» Do this:
Copy out the listing below word for word, from its first line through the line containing "[283,193,337,244]", that line included. Leave out the pictures.
━━━━━━━━━━━━━━━━
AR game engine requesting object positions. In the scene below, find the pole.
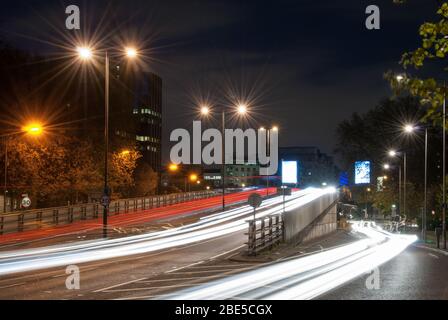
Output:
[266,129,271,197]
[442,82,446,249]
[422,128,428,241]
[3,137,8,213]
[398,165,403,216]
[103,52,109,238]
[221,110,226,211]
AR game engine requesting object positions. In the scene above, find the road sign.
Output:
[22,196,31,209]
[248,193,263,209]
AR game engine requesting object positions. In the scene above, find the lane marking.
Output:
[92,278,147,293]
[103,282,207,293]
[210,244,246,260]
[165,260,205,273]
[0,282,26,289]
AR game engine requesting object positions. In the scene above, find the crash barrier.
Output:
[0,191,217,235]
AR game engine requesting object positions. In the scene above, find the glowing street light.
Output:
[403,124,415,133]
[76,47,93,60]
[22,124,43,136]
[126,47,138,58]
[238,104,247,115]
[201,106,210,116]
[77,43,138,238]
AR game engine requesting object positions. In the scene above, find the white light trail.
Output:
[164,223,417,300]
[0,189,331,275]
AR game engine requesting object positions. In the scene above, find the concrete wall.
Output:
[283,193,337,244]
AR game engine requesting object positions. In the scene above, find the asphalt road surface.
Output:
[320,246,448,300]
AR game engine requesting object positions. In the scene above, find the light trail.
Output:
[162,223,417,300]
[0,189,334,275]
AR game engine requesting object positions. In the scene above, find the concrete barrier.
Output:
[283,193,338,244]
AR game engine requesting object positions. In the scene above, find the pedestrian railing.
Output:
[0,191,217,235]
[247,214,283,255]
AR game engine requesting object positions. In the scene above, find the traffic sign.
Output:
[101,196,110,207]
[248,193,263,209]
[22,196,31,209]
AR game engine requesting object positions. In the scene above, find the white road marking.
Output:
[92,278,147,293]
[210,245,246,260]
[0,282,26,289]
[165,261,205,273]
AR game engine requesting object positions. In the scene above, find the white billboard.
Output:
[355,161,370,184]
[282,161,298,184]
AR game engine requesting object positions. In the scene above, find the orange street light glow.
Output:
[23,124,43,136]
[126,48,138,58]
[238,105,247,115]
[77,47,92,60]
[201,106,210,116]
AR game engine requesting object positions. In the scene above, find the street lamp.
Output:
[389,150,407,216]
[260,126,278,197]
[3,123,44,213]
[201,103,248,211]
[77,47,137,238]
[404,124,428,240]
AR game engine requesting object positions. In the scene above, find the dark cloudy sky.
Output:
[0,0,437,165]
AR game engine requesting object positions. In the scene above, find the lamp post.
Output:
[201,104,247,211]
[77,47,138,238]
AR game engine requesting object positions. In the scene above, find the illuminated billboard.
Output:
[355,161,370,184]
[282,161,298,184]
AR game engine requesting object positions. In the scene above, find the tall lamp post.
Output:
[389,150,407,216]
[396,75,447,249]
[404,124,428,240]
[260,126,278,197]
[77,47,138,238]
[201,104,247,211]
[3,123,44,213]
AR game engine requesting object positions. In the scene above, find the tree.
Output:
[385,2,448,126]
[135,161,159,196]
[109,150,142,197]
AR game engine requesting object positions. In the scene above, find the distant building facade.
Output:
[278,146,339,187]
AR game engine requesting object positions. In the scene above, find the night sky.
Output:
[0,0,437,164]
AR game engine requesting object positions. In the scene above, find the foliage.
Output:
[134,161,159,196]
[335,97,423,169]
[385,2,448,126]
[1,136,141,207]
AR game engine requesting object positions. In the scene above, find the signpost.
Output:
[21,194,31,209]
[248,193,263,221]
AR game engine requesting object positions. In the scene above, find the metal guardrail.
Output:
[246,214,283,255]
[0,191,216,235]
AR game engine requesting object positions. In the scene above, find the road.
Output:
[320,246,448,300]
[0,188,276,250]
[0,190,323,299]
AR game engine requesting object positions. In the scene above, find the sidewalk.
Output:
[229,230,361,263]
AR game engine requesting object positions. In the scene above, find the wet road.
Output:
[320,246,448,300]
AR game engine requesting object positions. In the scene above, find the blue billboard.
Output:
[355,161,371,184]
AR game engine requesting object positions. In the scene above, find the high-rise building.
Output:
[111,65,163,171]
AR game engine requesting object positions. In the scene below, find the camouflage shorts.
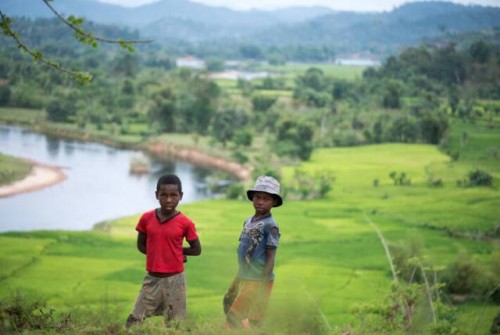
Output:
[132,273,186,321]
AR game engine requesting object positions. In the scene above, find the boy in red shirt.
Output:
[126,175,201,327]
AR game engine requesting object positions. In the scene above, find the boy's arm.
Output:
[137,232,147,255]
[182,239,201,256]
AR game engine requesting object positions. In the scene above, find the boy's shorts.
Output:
━━━━━━━━━━━━━━━━
» Written reply:
AR game engine requesting object positions. In the scene below, find the pole.
Output:
[266,129,271,197]
[442,82,446,249]
[422,128,428,241]
[3,137,8,213]
[398,165,403,216]
[103,52,109,238]
[221,110,226,211]
AR game engine requesting object positions. In the scene above, find the road sign.
Output:
[22,196,31,209]
[248,193,263,209]
AR game engine requesting object positions. In the scene above, find the lane marking.
Output:
[92,278,147,293]
[103,282,207,293]
[210,244,246,260]
[165,260,205,273]
[0,282,26,289]
AR game engine requesting object positions. In the scene above, find the crash barrier.
Output:
[0,191,217,235]
AR game engine requesting object positions. In the scene above, find the glowing street light.
Output:
[403,124,415,133]
[76,47,93,60]
[22,124,43,136]
[126,47,138,58]
[238,104,247,115]
[201,106,210,116]
[77,43,138,238]
AR game engine requesting object positions. In the scene above, find the white light trail.
Output:
[164,223,417,300]
[0,189,331,275]
AR game engine requesting object positions. In the scene above, find the concrete wall.
Output:
[283,193,337,244]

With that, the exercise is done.